__PROBLEM REQUIREMENTS__. Set out the material, starting at its first line and ending at the line that contains "311], [486, 314]]", as a JSON list of strings with one string per line and blank lines left out.

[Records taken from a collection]
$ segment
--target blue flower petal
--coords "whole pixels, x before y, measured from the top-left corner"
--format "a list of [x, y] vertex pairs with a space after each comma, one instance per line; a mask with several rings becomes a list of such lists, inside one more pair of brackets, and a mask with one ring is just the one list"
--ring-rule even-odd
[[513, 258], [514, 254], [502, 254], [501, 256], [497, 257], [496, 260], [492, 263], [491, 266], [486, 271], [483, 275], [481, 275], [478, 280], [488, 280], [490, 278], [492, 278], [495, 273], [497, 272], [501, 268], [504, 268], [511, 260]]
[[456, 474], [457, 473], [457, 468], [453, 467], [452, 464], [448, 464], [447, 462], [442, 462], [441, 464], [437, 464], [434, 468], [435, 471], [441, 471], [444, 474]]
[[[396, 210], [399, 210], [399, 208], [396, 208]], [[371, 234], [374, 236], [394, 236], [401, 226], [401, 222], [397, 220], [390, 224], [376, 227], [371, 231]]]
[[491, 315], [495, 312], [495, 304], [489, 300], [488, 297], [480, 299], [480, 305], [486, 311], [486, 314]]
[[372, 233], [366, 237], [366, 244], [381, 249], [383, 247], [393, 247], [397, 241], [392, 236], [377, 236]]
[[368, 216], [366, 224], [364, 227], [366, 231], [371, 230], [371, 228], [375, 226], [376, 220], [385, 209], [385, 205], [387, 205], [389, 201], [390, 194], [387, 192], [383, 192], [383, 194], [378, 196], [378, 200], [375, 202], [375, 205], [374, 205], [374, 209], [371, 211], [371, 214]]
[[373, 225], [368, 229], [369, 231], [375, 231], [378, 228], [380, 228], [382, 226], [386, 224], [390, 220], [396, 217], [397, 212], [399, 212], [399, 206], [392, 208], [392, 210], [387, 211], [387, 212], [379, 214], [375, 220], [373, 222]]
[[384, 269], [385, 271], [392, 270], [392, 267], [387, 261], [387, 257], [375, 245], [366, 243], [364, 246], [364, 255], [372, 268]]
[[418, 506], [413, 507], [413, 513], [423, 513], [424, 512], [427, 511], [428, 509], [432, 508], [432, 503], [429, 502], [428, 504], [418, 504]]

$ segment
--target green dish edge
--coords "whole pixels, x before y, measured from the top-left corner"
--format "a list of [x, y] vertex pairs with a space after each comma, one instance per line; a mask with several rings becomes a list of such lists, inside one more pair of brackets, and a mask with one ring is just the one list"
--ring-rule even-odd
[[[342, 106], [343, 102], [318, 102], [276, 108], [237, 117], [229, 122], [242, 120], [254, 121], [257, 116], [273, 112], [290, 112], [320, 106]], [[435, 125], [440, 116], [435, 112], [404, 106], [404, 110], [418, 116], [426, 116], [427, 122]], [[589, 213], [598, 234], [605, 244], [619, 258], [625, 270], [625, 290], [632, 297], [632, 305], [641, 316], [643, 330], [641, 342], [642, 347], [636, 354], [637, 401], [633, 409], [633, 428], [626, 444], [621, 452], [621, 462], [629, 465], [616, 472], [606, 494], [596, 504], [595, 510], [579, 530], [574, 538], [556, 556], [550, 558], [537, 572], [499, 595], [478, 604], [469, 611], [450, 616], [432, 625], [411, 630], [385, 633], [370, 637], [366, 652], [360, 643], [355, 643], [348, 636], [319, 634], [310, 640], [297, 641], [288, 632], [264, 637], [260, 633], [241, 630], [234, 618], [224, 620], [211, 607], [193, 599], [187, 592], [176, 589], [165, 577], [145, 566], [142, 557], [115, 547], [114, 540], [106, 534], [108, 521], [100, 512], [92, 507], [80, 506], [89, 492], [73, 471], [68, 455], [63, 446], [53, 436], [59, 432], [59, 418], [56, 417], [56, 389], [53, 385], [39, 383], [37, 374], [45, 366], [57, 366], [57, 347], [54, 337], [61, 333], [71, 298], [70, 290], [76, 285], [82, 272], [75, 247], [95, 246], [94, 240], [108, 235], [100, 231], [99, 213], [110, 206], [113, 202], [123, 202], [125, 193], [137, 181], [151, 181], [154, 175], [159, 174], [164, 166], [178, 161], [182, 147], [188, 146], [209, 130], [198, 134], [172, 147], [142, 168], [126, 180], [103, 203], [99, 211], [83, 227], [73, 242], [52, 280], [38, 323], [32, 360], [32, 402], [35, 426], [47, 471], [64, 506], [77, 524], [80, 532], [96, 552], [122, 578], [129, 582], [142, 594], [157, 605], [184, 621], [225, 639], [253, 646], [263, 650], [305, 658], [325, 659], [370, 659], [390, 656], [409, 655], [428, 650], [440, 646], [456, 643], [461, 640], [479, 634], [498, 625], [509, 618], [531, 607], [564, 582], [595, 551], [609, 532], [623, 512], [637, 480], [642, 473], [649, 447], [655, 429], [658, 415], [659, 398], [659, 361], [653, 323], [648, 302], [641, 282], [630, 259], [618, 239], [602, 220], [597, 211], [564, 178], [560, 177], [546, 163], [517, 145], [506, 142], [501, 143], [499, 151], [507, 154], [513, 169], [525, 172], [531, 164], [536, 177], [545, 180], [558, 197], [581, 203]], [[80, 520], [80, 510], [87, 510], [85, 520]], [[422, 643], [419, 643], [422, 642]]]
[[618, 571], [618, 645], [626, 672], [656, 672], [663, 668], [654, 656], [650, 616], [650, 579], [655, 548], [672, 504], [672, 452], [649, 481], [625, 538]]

__TASK RESULT__.
[
  "$ segment",
  "--target blue flower petal",
  "--coords \"whole pixels, x before y, measured from the top-left corner\"",
  "--format \"a list of [x, y] vertex pairs with a space after each comma, one instance per line; a mask with several rings becomes a list of such lists, inside one more pair of brackets, and a mask with one ring is just the one list\"",
  "--ring-rule even-odd",
  "[[513, 258], [514, 254], [502, 254], [501, 256], [497, 257], [496, 260], [492, 263], [491, 266], [486, 271], [483, 275], [481, 275], [478, 280], [488, 280], [490, 278], [492, 278], [495, 273], [497, 272], [501, 268], [504, 268], [511, 260]]",
  "[[456, 474], [457, 473], [457, 468], [453, 467], [452, 464], [448, 464], [447, 462], [442, 462], [441, 464], [437, 464], [434, 468], [435, 471], [441, 471], [444, 474]]",
  "[[[396, 210], [399, 210], [399, 208], [396, 208]], [[371, 234], [374, 236], [394, 236], [401, 226], [401, 222], [397, 220], [390, 224], [376, 227], [371, 231]]]",
  "[[491, 315], [495, 312], [495, 304], [489, 300], [488, 297], [480, 299], [480, 305], [486, 311], [486, 314]]"
]